* [Source passage]
────────
The sin of Achan consists not only in having stolen the goods, a kind of robbery of God, but also in having illegitimately transferred them from the holy realm to the profane one, the penalty for the infringement of holiness conventions or regulations was death (cf. Numbers 16). The culprit must be found because otherwise all Israel must bear the guilt. The method of discovering the guilty party is by sacred lot (cf. 1 Samuel 10:20–21). The remaining narrative (7:16–26) records the execution of the divine command including to collectively stone Achan and his family to death. The call to 'probity before God', and the 'solemnity of commitment', is also found in the New Testament (Acts 5:1–11).

===Verse 26===
Then they raised over him a great heap of stones, still there to this day. So the Lord turned from the fierceness of His anger. Therefore the name of that place has been called the Valley of Achor to this day.
────────
* [Raw data]
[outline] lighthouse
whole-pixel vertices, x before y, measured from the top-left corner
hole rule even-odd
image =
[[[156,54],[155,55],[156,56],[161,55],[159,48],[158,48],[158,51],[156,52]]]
────────
Reproduce the passage on Achan's sin word for word, from "The sin of Achan" up to and including "Testament (Acts 5:1–11).". The records have no connection to the text.

The sin of Achan consists not only in having stolen the goods, a kind of robbery of God, but also in having illegitimately transferred them from the holy realm to the profane one, the penalty for the infringement of holiness conventions or regulations was death (cf. Numbers 16). The culprit must be found because otherwise all Israel must bear the guilt. The method of discovering the guilty party is by sacred lot (cf. 1 Samuel 10:20–21). The remaining narrative (7:16–26) records the execution of the divine command including to collectively stone Achan and his family to death. The call to 'probity before God', and the 'solemnity of commitment', is also found in the New Testament (Acts 5:1–11).